____ Record extracts

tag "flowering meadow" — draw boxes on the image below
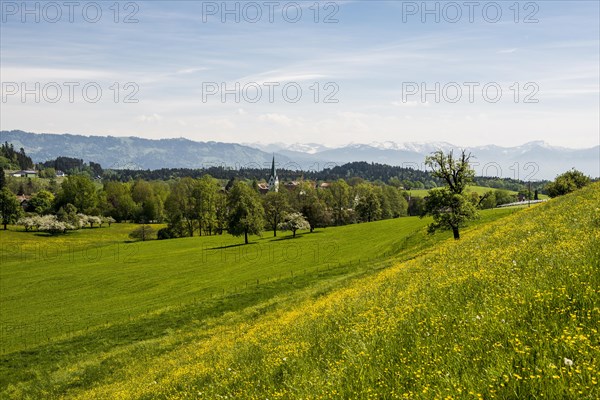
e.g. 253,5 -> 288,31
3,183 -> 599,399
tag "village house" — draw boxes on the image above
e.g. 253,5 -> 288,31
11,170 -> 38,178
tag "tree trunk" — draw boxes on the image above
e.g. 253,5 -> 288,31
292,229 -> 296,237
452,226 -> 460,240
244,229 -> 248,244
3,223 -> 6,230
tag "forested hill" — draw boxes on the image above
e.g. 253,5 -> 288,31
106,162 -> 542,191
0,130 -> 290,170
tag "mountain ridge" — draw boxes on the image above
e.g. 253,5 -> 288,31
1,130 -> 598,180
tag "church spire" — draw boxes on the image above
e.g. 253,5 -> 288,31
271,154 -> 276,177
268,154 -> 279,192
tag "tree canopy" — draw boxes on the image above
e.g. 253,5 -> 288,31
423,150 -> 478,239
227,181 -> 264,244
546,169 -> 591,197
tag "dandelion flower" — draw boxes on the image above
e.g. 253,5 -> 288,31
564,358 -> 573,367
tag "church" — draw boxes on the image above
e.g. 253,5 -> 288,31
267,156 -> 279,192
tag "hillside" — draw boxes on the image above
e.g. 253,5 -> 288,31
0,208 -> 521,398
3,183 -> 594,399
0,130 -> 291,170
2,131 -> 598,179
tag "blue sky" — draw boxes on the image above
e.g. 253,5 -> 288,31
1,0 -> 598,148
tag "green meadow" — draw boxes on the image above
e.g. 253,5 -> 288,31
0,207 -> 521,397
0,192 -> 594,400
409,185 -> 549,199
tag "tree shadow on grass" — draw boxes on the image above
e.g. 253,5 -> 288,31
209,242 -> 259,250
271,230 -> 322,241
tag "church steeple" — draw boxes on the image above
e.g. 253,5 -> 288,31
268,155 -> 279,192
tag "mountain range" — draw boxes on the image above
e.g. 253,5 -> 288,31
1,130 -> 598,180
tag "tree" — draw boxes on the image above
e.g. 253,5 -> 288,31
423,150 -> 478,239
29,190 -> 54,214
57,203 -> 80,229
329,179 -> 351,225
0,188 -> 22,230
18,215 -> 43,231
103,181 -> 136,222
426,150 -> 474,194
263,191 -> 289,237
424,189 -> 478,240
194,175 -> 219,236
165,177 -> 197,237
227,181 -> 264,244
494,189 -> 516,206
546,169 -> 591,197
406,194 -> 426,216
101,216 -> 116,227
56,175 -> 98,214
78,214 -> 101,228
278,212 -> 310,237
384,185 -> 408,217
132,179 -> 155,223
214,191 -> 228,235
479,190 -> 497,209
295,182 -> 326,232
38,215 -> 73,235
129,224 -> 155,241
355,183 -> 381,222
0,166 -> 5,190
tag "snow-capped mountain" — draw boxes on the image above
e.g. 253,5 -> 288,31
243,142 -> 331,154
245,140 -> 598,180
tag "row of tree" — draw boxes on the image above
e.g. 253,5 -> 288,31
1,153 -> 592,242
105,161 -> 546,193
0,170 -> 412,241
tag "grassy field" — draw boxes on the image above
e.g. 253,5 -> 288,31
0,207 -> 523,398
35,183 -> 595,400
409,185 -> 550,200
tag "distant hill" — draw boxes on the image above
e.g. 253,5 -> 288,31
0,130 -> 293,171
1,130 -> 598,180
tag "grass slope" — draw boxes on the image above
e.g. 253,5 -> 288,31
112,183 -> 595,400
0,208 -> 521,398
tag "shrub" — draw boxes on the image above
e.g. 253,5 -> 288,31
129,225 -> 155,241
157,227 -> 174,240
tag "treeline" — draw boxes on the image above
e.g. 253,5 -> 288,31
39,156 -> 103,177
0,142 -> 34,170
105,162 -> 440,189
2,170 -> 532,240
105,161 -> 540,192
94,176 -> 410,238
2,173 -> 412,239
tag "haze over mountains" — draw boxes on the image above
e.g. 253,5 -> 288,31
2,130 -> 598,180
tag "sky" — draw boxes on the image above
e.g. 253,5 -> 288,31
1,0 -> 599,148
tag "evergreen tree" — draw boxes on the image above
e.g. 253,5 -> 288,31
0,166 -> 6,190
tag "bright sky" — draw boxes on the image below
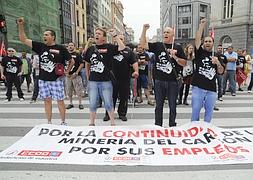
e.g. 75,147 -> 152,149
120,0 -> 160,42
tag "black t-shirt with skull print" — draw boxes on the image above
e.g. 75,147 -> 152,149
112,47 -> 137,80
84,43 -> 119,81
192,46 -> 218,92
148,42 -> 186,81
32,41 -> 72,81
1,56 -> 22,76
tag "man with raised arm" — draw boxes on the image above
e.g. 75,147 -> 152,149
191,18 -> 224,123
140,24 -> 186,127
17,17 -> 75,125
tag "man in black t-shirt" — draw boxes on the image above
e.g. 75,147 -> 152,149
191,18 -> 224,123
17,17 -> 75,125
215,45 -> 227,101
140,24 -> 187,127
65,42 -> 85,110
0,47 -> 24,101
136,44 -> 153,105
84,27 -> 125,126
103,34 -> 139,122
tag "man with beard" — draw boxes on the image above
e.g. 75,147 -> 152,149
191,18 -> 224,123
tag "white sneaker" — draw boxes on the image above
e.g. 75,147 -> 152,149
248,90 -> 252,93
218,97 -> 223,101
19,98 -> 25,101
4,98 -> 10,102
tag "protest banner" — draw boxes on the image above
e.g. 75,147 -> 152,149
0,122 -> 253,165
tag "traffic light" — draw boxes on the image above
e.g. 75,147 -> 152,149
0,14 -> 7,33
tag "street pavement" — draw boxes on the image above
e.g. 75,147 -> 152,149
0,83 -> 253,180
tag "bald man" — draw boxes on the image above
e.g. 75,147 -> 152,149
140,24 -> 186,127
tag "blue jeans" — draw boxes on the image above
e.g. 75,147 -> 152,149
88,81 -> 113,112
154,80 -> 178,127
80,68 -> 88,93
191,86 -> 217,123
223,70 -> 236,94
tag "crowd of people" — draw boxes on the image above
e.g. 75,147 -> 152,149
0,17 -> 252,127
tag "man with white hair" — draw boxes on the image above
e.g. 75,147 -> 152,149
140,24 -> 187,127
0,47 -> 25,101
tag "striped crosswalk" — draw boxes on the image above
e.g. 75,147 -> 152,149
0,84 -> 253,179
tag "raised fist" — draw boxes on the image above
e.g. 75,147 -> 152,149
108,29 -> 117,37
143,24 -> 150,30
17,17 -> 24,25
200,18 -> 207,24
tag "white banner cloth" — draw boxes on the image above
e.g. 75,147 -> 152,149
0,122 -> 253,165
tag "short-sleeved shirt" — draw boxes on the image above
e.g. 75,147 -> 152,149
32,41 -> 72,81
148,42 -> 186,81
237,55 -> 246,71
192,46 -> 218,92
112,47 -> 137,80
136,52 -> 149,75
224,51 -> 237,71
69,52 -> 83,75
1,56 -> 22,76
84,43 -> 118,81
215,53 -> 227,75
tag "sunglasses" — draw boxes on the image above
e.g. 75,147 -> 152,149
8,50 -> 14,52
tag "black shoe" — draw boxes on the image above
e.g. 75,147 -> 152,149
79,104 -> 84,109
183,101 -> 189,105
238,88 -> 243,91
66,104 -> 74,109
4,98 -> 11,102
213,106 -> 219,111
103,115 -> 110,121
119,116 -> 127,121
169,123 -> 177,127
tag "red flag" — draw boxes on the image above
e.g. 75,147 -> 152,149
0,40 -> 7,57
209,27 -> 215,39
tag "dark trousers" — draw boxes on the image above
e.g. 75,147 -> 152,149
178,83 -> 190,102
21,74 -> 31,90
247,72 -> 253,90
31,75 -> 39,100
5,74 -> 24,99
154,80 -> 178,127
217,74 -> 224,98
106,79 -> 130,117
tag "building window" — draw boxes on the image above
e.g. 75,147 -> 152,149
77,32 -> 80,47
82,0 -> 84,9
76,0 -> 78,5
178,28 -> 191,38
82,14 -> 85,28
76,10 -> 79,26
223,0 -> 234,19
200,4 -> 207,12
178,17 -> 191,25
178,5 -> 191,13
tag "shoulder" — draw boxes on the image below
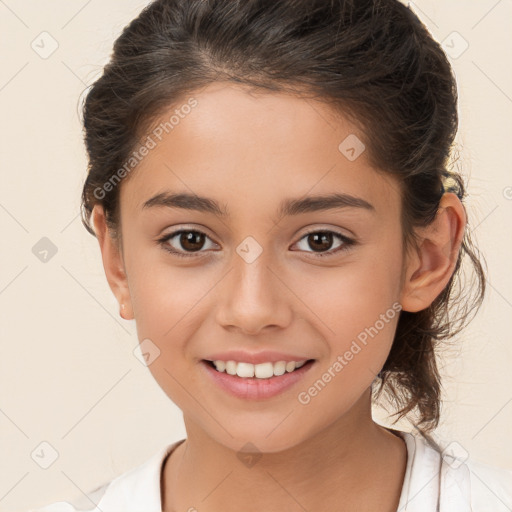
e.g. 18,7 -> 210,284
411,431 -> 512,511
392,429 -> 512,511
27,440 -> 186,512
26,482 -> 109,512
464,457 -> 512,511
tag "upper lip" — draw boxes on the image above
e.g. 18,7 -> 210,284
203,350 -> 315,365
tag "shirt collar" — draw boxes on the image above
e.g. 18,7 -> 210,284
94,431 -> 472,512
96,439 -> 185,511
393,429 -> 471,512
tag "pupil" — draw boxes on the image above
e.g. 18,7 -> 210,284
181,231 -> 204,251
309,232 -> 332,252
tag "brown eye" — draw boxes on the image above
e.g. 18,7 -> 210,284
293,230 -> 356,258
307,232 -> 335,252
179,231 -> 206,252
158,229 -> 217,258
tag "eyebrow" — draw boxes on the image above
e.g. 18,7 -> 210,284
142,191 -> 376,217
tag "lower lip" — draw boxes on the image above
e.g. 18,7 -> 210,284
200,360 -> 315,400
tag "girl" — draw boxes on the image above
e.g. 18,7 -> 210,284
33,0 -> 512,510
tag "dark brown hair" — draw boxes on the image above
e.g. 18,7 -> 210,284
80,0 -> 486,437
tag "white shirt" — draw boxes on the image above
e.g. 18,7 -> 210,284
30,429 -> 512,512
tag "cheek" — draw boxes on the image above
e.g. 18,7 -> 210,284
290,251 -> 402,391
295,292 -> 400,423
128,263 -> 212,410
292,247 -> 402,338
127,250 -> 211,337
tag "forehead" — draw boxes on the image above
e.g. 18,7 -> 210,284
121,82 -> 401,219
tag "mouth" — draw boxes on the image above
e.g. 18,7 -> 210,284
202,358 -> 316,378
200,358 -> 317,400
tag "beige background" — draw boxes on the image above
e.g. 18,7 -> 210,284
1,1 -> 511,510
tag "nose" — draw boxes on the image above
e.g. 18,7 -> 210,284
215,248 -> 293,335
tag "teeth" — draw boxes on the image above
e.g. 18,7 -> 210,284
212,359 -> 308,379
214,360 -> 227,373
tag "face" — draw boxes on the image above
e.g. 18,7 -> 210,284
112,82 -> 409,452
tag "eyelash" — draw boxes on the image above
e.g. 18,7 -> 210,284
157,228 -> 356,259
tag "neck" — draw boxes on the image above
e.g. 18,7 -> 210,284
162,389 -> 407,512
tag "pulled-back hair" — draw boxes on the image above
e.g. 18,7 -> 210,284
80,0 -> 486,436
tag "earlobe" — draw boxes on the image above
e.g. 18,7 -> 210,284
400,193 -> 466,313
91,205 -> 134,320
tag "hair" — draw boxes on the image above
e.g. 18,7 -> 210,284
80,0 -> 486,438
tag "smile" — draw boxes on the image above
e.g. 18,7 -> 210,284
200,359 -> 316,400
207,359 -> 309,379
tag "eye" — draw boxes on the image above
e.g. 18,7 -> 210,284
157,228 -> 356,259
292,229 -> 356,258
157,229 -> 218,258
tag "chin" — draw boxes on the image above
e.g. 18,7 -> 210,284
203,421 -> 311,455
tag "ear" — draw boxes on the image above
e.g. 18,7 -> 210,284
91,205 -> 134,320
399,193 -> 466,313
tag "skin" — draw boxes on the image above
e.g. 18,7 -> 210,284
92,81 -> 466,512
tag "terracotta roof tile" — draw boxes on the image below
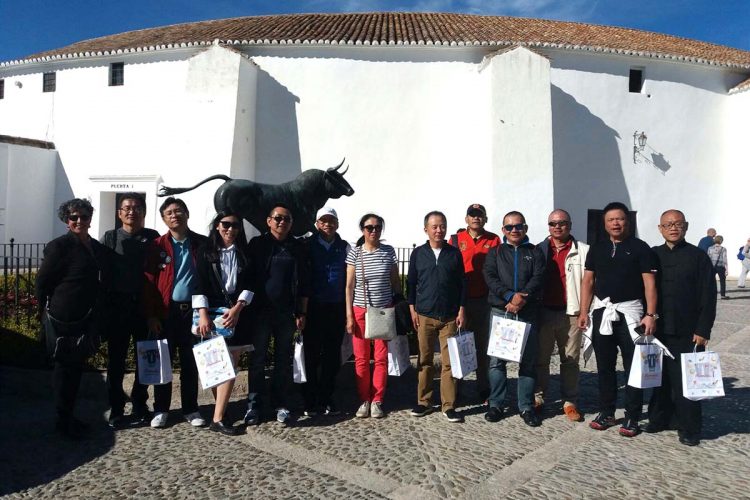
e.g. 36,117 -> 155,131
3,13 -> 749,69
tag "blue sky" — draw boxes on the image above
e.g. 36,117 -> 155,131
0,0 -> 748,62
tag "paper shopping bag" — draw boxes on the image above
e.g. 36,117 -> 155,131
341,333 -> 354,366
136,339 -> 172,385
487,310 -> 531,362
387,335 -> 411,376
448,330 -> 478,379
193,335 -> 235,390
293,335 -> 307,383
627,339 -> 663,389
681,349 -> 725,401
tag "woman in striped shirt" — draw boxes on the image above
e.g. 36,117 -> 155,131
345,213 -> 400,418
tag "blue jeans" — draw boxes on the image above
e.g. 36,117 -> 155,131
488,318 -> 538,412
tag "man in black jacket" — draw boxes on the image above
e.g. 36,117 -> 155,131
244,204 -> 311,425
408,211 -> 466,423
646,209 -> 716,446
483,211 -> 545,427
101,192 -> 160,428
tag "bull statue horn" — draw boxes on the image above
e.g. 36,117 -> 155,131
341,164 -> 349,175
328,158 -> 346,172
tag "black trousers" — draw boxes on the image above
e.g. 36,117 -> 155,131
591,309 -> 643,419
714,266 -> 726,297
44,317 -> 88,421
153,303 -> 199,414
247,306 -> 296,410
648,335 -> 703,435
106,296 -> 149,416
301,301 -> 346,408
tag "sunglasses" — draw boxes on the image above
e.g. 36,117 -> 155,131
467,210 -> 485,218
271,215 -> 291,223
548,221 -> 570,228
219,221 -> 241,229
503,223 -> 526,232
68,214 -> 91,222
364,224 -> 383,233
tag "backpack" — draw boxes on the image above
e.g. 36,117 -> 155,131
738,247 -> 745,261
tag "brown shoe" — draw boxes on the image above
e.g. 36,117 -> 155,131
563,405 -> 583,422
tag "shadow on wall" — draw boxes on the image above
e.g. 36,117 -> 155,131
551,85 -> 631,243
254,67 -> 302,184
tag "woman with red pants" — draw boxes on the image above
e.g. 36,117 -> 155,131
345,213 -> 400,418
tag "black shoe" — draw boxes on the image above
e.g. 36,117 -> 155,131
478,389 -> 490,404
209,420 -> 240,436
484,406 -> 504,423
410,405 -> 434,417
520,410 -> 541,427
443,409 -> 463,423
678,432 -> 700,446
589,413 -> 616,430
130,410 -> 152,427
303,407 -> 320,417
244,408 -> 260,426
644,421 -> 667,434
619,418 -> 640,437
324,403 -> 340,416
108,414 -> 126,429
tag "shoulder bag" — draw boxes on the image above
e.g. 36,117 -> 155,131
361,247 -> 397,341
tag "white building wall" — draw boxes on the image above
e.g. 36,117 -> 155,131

________

> _Brief_
From the records, copy out each line that includes the string "black".

> _Solution to this exercise_
tag "black t-shirt with skull print" — draw boxes on the image above
tag "man in black t-shirt" — draw boxes on the image above
tag "black shoe" — draw boxes on the image above
tag "man in black jacket" — draw boxes on the image above
tag "black trousers" — draw boxes on the image above
tag "black shoe" — draw boxes on the image above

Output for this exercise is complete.